**** Exercise input ****
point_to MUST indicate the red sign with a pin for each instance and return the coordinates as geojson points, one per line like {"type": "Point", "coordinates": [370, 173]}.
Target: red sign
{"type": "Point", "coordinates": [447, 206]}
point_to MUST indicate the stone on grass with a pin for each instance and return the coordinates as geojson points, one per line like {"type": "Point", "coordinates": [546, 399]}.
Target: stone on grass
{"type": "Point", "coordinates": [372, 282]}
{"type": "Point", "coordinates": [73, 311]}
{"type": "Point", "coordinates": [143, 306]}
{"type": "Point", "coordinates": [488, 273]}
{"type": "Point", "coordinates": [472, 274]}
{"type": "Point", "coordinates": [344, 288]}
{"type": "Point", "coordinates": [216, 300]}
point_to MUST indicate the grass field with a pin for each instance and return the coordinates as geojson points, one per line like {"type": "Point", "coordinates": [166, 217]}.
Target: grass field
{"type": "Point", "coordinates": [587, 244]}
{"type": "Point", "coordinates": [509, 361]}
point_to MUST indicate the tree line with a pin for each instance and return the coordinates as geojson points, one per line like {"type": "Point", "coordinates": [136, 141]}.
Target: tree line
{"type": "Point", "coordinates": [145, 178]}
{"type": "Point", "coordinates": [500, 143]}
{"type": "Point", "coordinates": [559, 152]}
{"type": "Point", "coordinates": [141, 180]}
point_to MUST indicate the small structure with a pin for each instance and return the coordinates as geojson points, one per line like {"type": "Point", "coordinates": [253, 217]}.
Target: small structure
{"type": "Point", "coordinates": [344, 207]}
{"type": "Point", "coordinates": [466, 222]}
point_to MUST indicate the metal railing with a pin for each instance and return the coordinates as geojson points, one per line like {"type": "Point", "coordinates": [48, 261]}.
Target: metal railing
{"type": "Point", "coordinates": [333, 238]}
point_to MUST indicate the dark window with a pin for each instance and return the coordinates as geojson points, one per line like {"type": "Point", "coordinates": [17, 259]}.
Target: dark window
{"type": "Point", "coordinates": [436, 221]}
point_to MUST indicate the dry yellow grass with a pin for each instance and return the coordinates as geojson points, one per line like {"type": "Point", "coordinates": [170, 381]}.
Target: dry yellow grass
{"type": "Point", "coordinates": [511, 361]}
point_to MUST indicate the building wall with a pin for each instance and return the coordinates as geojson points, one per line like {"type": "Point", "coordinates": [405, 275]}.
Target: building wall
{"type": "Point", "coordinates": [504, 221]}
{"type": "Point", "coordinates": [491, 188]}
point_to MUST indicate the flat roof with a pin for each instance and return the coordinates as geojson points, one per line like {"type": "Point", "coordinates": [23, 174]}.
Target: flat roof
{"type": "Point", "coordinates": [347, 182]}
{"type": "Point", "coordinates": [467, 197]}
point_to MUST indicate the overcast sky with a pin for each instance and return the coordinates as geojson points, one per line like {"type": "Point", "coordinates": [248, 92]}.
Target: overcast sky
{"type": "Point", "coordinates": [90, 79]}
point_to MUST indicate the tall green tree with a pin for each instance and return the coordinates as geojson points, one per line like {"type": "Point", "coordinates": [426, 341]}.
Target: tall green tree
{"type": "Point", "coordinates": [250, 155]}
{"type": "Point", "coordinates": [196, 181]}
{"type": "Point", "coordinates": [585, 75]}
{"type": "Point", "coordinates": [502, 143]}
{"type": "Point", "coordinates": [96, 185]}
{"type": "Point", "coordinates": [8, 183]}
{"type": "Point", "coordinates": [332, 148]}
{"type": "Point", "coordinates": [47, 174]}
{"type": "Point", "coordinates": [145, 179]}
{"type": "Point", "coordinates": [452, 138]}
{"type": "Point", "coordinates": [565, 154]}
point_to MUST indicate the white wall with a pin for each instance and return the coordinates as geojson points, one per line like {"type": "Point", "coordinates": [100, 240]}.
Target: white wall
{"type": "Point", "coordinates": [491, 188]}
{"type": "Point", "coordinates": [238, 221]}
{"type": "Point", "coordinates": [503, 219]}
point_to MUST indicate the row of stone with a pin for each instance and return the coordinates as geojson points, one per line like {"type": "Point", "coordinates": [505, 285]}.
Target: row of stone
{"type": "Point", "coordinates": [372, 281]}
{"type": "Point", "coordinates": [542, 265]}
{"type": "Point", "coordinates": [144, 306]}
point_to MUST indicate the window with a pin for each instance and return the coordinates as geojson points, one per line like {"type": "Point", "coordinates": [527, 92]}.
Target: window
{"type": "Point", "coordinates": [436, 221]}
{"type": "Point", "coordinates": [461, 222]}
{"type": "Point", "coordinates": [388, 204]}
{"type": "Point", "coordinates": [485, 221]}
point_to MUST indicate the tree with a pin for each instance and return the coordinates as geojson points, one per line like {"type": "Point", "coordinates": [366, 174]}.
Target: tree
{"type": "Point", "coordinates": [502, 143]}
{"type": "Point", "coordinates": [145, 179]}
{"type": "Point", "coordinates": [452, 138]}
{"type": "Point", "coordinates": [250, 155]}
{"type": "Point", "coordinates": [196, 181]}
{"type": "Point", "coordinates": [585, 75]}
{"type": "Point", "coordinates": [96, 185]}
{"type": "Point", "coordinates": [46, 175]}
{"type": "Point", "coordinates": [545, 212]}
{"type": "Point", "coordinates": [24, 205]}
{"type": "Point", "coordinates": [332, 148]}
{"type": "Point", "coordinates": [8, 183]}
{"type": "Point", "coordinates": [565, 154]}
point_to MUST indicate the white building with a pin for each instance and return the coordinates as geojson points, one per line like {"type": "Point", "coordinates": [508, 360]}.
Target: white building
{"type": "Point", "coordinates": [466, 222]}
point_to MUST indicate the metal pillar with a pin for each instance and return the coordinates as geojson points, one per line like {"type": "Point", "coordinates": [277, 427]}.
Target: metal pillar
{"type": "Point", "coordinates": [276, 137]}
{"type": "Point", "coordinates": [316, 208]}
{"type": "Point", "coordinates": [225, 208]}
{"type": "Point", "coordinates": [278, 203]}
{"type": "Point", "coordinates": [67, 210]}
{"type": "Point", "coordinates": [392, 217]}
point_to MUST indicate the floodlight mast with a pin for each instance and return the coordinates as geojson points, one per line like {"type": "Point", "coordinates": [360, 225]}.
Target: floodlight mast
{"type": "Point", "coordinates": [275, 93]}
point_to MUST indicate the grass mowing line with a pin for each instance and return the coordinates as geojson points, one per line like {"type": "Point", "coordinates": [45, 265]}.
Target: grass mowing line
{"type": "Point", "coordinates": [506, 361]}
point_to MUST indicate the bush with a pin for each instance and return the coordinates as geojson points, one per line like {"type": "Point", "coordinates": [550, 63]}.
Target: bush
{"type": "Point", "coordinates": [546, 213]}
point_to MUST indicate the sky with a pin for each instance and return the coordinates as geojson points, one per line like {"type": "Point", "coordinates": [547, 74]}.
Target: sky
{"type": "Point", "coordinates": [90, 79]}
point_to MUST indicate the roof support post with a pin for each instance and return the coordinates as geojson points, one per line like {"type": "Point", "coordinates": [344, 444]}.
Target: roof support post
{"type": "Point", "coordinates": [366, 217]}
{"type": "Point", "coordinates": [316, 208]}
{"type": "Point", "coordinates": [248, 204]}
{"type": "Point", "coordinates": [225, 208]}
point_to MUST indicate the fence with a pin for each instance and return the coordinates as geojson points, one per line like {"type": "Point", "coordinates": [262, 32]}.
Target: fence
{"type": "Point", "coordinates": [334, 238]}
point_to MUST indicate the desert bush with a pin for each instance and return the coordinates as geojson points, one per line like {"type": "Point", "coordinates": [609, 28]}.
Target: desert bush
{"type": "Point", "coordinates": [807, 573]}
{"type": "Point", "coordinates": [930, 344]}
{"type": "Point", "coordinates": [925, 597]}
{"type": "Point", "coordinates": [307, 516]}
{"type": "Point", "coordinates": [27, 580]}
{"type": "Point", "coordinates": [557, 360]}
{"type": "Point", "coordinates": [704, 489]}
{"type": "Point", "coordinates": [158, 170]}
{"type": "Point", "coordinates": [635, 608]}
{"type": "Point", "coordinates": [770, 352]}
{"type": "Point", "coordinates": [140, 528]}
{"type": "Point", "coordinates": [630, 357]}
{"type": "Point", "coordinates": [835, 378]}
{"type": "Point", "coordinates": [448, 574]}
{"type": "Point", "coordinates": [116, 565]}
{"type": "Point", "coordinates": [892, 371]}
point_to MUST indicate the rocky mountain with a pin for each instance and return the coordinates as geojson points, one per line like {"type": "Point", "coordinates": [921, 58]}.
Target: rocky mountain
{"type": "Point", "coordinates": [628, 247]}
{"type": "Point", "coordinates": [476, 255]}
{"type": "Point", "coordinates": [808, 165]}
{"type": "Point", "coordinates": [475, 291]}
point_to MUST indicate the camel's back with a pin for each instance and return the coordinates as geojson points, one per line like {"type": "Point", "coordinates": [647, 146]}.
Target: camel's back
****
Copy exactly, and only, the lines from the one containing "point_to MUST indicate the rocky" through the last line of the listing.

▸ Problem solution
point_to MUST indicate the rocky mountain with a pin for each instance and return the coordinates as geojson points, one per line like {"type": "Point", "coordinates": [921, 58]}.
Target: rocky mountain
{"type": "Point", "coordinates": [628, 247]}
{"type": "Point", "coordinates": [476, 255]}
{"type": "Point", "coordinates": [808, 165]}
{"type": "Point", "coordinates": [475, 291]}
point_to MUST indicate the camel's back with a pin for each instance and return the coordinates as geojson points, one per line like {"type": "Point", "coordinates": [647, 146]}.
Target: camel's back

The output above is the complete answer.